## Written request
Copy out the lines below word for word, from the line containing "Each instance receives one keypoint. Mark the shoreline" through the last line, and nothing else.

## Named-object pointing lines
◆ ◆ ◆ ◆

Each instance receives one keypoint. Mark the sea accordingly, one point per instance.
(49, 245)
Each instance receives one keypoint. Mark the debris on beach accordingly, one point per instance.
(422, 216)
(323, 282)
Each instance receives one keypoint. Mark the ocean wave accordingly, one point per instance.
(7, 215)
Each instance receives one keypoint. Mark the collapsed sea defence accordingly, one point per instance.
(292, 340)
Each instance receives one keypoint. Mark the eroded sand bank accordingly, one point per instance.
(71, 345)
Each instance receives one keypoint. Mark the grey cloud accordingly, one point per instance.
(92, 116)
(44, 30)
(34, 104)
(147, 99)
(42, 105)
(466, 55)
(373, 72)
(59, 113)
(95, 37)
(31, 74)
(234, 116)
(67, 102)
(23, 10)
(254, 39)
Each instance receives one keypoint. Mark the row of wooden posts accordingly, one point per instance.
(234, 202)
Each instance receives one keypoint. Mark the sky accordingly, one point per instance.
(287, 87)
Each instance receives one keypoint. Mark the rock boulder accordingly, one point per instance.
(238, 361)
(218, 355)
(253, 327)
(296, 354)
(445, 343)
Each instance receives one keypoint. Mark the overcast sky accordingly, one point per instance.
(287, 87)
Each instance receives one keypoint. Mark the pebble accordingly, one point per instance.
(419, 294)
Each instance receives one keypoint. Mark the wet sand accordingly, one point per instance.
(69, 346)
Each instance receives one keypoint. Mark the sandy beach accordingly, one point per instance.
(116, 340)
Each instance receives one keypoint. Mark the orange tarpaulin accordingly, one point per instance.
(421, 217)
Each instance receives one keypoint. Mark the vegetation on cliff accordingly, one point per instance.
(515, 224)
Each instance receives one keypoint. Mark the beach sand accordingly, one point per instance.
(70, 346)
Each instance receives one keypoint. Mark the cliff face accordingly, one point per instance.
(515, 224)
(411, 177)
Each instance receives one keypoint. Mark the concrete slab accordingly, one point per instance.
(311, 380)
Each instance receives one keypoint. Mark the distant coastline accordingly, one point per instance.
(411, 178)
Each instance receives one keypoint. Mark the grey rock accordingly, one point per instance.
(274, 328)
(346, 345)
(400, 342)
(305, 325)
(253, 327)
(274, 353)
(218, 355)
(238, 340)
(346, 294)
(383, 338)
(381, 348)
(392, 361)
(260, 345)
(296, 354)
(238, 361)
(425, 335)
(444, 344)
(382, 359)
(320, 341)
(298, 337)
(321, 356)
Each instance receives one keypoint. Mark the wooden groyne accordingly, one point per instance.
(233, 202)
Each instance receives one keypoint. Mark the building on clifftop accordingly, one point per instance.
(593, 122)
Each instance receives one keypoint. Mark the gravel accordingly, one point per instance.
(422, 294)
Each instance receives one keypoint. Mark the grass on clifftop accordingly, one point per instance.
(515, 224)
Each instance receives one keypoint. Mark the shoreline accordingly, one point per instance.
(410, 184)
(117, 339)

◆ ◆ ◆ ◆

## Solution for this task
Each instance receives one keypoint. Mark the shoreline accordingly, one point per instance.
(410, 184)
(117, 339)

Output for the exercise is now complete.